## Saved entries
- Opening Delimiter -

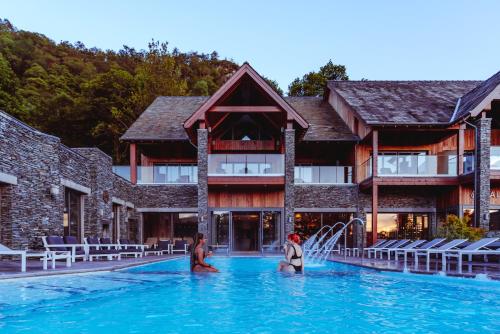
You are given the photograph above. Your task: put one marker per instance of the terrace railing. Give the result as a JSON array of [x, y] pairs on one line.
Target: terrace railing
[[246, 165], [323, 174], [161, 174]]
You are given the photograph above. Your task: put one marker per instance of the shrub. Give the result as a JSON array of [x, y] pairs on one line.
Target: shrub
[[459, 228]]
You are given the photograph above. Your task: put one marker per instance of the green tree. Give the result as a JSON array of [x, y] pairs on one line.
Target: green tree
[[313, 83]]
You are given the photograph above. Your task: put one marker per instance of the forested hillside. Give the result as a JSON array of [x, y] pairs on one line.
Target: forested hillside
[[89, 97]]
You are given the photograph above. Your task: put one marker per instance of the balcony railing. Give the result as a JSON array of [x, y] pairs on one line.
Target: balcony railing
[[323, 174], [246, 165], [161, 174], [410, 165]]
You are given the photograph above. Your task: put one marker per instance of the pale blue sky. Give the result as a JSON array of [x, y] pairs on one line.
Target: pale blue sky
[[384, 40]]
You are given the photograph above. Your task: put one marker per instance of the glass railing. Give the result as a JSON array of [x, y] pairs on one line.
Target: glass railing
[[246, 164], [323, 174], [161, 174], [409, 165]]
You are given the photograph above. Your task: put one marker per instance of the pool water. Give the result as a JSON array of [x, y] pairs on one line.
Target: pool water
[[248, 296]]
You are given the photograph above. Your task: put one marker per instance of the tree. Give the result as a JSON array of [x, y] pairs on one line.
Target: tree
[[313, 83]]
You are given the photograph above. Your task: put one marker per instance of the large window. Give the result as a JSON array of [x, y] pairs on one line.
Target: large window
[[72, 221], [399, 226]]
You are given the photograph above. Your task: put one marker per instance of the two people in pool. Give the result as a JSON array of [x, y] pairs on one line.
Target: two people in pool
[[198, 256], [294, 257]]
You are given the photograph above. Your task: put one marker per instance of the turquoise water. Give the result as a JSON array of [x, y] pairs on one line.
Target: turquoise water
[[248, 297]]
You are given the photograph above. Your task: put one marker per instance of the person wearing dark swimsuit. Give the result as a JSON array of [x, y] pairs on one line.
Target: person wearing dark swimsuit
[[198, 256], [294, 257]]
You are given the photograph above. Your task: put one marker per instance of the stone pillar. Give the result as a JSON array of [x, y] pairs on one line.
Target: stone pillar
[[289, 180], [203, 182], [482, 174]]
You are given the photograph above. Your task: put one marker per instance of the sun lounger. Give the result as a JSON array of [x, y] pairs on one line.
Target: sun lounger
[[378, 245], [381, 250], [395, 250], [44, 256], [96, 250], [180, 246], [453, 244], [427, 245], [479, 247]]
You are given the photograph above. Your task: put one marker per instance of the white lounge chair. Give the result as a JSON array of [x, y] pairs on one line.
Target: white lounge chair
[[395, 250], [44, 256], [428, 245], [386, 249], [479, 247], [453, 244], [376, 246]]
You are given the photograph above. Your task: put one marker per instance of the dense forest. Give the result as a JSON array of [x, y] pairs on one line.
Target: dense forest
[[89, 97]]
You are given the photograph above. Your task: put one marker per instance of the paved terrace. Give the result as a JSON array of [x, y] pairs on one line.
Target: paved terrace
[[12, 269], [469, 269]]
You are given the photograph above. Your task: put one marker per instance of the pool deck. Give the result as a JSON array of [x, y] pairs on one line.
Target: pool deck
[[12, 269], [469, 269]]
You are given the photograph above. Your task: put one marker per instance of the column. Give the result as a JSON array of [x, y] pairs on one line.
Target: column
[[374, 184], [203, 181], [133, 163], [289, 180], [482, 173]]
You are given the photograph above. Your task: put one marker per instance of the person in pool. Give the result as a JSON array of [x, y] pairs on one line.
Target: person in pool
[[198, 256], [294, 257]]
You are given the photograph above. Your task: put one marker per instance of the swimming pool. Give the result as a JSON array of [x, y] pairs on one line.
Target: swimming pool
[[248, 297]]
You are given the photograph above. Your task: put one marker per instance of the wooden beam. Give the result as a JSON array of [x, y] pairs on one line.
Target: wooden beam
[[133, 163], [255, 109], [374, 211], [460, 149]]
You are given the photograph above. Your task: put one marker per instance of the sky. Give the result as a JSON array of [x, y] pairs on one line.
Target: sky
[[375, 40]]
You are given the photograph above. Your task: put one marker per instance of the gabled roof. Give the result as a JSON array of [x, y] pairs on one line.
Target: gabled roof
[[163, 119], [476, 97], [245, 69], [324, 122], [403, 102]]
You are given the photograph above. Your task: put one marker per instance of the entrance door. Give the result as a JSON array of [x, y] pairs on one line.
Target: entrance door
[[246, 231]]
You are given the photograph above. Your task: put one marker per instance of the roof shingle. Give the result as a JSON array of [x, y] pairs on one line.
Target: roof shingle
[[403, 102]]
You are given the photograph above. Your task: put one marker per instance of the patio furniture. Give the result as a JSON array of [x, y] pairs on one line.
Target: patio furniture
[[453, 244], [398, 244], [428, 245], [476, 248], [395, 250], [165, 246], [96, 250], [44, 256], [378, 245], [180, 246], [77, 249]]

- Closing Delimiter -

## WORK REQUEST
Repeat each entry above word for word, leaving every picture out.

## RESPONSE TO THE EXERCISE
You are given the photograph above. Your task: put one marker per instance of the terrace railing. Give the result as a JSON array of [x, y] pairs on one line.
Target: terrace railing
[[246, 165], [323, 174], [161, 174]]
You are given the photograph above. Your task: put one marker per instance of the shrub. Give the result as a JSON array of [x, y] pairs on one line.
Target: shrub
[[459, 228]]
You are given the photograph above. Your task: put one marker per instance of the green tree. Give the result as a JSON array of [x, y] pairs on one line.
Target: green tree
[[313, 83]]
You are given the photograph above. Your task: put one marker per instance of the forested hillside. Give the result as a JSON array of [x, y] pairs on one line.
Target: forested hillside
[[89, 97]]
You are given the photograph above. Your task: put one marker per instance of the balcony railing. Give the result as a JSON array of [x, y] pairs on one line.
Target: balcony railing
[[323, 174], [246, 165], [161, 174], [410, 165]]
You are given the photograph above. Your task: put one marker per instance of the pale blue sky. Give the result as a JSON array of [x, y] pairs on one line.
Target: pale blue sky
[[384, 40]]
You are given the photograph above. Your task: put one marker per instance of the glass railing. Give the result as a JSON array of [x, y] pairs on one line.
Target: glass railing
[[246, 164], [323, 174], [161, 174], [409, 165]]
You are given the photograph above. Your task: put one marker per instance of the pool water. Give the result as a JSON array of [x, y] pairs on one line.
Target: pool water
[[248, 296]]
You are given the photograph above. Your task: put one marker per instance of the tree. Give the result as a JSON array of [x, y] pairs on one line.
Target: tree
[[313, 83]]
You are given the photograph above. Your task: put one marker per instance of the large window. Give the result as a JSON array of [x, y] pairs on one line.
Target: large window
[[72, 221], [399, 226]]
You are given the photograph above. Your task: put one marker per instance of the two people in pool. Give the result as a JSON array of [x, y] pairs on one line.
Target: two people in pool
[[198, 256], [294, 257]]
You are given the photograph above. Your task: put one marker per instance of the turquoise water. Give the result as a JSON array of [x, y] pairs on one line.
Target: turquoise water
[[248, 297]]
You are given the photograph above. Your task: put one marker per instance of the person wearing dark swimsuit. Give the result as a JSON array of [x, y] pairs on one line.
Target: person wearing dark swimsuit
[[198, 256], [294, 257]]
You are given the photograph above. Your task: put one marker per instance of the stone pillar. Give the result as a JSON array of [x, y] pairs on one line.
Target: stone pillar
[[289, 180], [203, 182], [482, 174]]
You are given the photograph above. Your task: put one marker per instance of the sun lounger. Give the result as a JSON array of [x, y] pairs on one line.
Target: sun lounger
[[378, 245], [381, 250], [395, 250], [44, 256], [96, 250], [180, 246], [453, 244], [427, 245], [479, 247]]
You are given the photograph above. Your task: put one marker per instance of the white lounge chair. Give the result as a JSON array of [x, y] pairs on one line.
Target: white lounge chair
[[395, 250], [44, 256], [428, 245], [386, 249], [479, 247], [453, 244], [376, 246]]
You are given the photograph above. Your task: put one marker per instance of the dense forest. Give the result as a JSON array of [x, y] pairs on one line.
Target: dense forest
[[89, 97]]
You are given the photograph above. Your task: put one marker per instance of the paved terrace. Give the result as a JSON array of [x, y] pairs on one line.
Target: paved terrace
[[12, 269], [469, 269]]
You are given the photograph above. Your task: put one marker per instance of the pool deck. Give the result as a JSON array of [x, y] pairs on one line.
Target: pool deck
[[12, 269], [469, 269]]
You are given the photograph above. Your task: put one marker per instance of the column. Give the result as a JSON array of [x, y] pairs on one line.
Target: column
[[374, 184], [203, 181], [133, 163], [289, 180], [482, 173]]
You are given the photograph above. Your task: put one marker per instance of the person in pool. Give the result as a JSON array of [x, y] pairs on one line.
Target: person in pool
[[198, 256], [294, 257]]
You are given the photograph above. Your task: put one marker per instance of the swimming pool. Give the result as a JSON array of [x, y] pairs on one line.
Target: swimming pool
[[248, 297]]
You are given the photograph above. Your task: put one marker per instance of the wooden beam. Give the result as a JSON array of [x, y] pairs on one line.
Target: wooden beam
[[133, 163], [255, 109], [374, 211], [460, 149]]
You are given the photograph above. Your task: put one marker per instance of the sky. Give the result as a JSON array of [x, y] pairs on one line.
Target: sky
[[375, 40]]
You are given the photograph above. Your task: put one marker per instance of the gabled roof. Give the result as a JSON array of [x, y] pairs on one line.
Target: gabled roof
[[163, 119], [476, 97], [245, 69], [324, 122], [403, 102]]
You are given the photograph above. Your task: put one marker per instance of the entrance door. Give the result as a JSON array of [x, y] pairs on one line.
Target: entrance door
[[246, 231]]
You are given the photograph above. Your task: put one marker per instance of the roof shingle. Give the result as a JSON array of [x, y] pairs on one line.
Target: roof shingle
[[403, 102]]
You are given the photograph above. Your task: put one marker per instance of the patio furniture. Give the result as a JSON array of [x, y] pairs on one line.
Target: patio furniture
[[453, 244], [398, 244], [428, 245], [476, 248], [395, 250], [165, 246], [96, 250], [44, 256], [378, 245], [180, 246], [77, 249]]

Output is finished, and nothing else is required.